Instructions for the task
Copy out the records below, substituting "detected_boxes" for every occurrence of "bounding_boxes" and leaving everything else unchanged.

Information supplied
┌──

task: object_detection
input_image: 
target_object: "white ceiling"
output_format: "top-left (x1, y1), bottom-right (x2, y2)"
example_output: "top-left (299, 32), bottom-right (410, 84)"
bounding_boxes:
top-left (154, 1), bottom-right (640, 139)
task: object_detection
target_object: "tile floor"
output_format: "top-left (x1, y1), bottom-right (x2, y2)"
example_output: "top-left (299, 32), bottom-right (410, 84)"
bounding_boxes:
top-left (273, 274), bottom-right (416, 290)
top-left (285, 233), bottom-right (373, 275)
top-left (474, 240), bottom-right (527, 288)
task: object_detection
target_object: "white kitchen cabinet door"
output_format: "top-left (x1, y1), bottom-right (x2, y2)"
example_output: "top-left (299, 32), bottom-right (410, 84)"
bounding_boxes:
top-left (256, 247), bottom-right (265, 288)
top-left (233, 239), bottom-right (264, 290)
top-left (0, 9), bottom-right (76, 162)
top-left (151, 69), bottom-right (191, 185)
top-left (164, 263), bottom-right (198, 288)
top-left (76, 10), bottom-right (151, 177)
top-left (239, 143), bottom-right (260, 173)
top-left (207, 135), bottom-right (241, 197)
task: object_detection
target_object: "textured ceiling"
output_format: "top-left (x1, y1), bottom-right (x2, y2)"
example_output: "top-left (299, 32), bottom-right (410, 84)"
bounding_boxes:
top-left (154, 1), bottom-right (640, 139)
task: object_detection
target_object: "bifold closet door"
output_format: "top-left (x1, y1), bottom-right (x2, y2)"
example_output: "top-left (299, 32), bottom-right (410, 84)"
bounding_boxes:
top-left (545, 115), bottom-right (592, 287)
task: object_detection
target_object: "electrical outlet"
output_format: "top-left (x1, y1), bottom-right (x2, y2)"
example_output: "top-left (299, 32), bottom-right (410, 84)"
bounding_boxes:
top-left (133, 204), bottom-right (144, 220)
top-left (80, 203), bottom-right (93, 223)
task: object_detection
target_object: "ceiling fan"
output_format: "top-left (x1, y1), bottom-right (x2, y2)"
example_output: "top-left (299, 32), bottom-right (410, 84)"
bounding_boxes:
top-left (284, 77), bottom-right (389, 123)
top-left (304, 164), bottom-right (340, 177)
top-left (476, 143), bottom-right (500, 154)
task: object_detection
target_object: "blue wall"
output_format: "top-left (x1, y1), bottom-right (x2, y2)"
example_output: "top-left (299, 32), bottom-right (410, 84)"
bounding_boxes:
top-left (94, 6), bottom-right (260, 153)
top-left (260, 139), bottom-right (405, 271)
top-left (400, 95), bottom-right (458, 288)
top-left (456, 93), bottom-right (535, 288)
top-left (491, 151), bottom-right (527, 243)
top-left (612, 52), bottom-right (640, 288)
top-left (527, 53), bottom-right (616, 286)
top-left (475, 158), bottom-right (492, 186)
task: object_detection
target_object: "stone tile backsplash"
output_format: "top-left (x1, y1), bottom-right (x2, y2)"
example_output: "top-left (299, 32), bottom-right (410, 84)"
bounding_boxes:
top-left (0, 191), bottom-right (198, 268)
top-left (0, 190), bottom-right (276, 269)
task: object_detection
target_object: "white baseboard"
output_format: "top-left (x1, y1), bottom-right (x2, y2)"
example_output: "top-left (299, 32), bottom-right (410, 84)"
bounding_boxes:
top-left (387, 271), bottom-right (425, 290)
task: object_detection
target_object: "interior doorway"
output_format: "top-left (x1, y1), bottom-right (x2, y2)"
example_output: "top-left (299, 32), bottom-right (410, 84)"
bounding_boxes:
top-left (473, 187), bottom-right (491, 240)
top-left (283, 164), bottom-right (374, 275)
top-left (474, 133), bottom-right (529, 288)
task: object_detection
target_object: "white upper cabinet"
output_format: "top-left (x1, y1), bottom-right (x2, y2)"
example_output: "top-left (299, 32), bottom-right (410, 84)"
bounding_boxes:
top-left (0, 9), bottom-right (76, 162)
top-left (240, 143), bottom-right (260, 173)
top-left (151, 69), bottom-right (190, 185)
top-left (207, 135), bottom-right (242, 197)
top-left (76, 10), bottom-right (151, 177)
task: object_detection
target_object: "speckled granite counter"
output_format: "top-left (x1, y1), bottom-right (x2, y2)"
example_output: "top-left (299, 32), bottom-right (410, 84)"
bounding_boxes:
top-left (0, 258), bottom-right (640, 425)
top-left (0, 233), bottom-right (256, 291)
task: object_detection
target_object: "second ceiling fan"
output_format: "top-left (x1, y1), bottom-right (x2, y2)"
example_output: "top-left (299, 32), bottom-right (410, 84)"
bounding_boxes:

└──

Final answer
task: object_detection
input_image: 
target_object: "white ceiling"
output_format: "top-left (x1, y1), bottom-right (x2, y2)"
example_output: "top-left (299, 32), bottom-right (410, 84)"
detected_boxes:
top-left (154, 1), bottom-right (640, 139)
task: object_detection
target_object: "tile floor"
output_format: "top-left (x1, y1), bottom-right (x2, y2)"
example_output: "top-left (299, 32), bottom-right (410, 84)"
detected_boxes:
top-left (273, 274), bottom-right (416, 290)
top-left (285, 233), bottom-right (373, 275)
top-left (474, 240), bottom-right (527, 288)
task: object_detection
target_object: "white kitchen cabinet door"
output_format: "top-left (x1, y1), bottom-right (x2, y2)"
example_output: "top-left (299, 32), bottom-right (410, 84)"
detected_boxes:
top-left (256, 247), bottom-right (265, 288)
top-left (233, 239), bottom-right (264, 290)
top-left (0, 9), bottom-right (76, 162)
top-left (151, 69), bottom-right (191, 185)
top-left (164, 263), bottom-right (198, 288)
top-left (76, 10), bottom-right (151, 177)
top-left (239, 143), bottom-right (260, 173)
top-left (207, 135), bottom-right (241, 197)
task: object_detection
target_object: "textured ceiling"
output_format: "top-left (x1, y1), bottom-right (x2, y2)"
example_output: "top-left (299, 32), bottom-right (410, 84)"
detected_boxes:
top-left (154, 1), bottom-right (640, 139)
task: object_detection
target_object: "bifold closet door"
output_format: "top-left (x1, y1), bottom-right (x2, y2)"
example_output: "top-left (299, 32), bottom-right (410, 84)"
detected_boxes:
top-left (545, 115), bottom-right (592, 287)
task: object_detection
target_object: "electrical outlet"
output_format: "top-left (x1, y1), bottom-right (x2, y2)"
example_output: "top-left (299, 32), bottom-right (410, 84)"
detected_boxes:
top-left (133, 204), bottom-right (144, 220)
top-left (80, 203), bottom-right (93, 223)
task: object_detection
target_object: "ceiling fan"
output_format: "top-left (x1, y1), bottom-right (x2, y2)"
example_output: "top-left (299, 32), bottom-right (410, 84)"
detected_boxes:
top-left (284, 77), bottom-right (389, 123)
top-left (304, 164), bottom-right (340, 177)
top-left (476, 143), bottom-right (500, 154)
task: object_detection
target_object: "blue wall"
output_format: "top-left (x1, y1), bottom-right (x2, y2)"
example_output: "top-left (299, 32), bottom-right (410, 84)"
detected_boxes:
top-left (94, 6), bottom-right (260, 153)
top-left (260, 139), bottom-right (405, 271)
top-left (400, 95), bottom-right (458, 288)
top-left (456, 93), bottom-right (535, 288)
top-left (491, 151), bottom-right (527, 243)
top-left (612, 52), bottom-right (640, 288)
top-left (527, 53), bottom-right (616, 286)
top-left (475, 158), bottom-right (492, 186)
task: object_detection
target_object: "stone tile backsplash"
output_format: "top-left (x1, y1), bottom-right (x2, y2)"
example_output: "top-left (299, 32), bottom-right (410, 84)"
detected_boxes:
top-left (0, 191), bottom-right (198, 268)
top-left (0, 190), bottom-right (276, 269)
task: object_detection
target_object: "white baseboard"
output_format: "top-left (x1, y1), bottom-right (x2, y2)"
example_output: "top-left (299, 32), bottom-right (410, 84)"
detected_boxes:
top-left (387, 271), bottom-right (425, 290)
task: object_detection
target_object: "interior doorway"
output_format: "top-left (x1, y1), bottom-right (x2, y2)"
example_output: "top-left (299, 32), bottom-right (410, 84)"
detected_boxes:
top-left (473, 187), bottom-right (491, 240)
top-left (283, 164), bottom-right (374, 275)
top-left (474, 133), bottom-right (529, 288)
task: object_detection
target_object: "white upper cabinet"
output_format: "top-left (x1, y1), bottom-right (x2, y2)"
example_output: "top-left (299, 32), bottom-right (410, 84)"
detected_boxes:
top-left (0, 9), bottom-right (76, 162)
top-left (240, 143), bottom-right (260, 173)
top-left (151, 69), bottom-right (190, 185)
top-left (207, 135), bottom-right (242, 197)
top-left (76, 10), bottom-right (151, 177)
task: object_detection
target_object: "speckled granite counter"
output_format: "top-left (x1, y1), bottom-right (x2, y2)"
example_output: "top-left (299, 32), bottom-right (410, 84)"
detected_boxes:
top-left (0, 258), bottom-right (640, 425)
top-left (0, 233), bottom-right (256, 291)
task: object_detection
target_object: "second ceiling fan"
output_format: "top-left (x1, y1), bottom-right (x2, y2)"
example_output: "top-left (299, 32), bottom-right (410, 84)"
detected_boxes:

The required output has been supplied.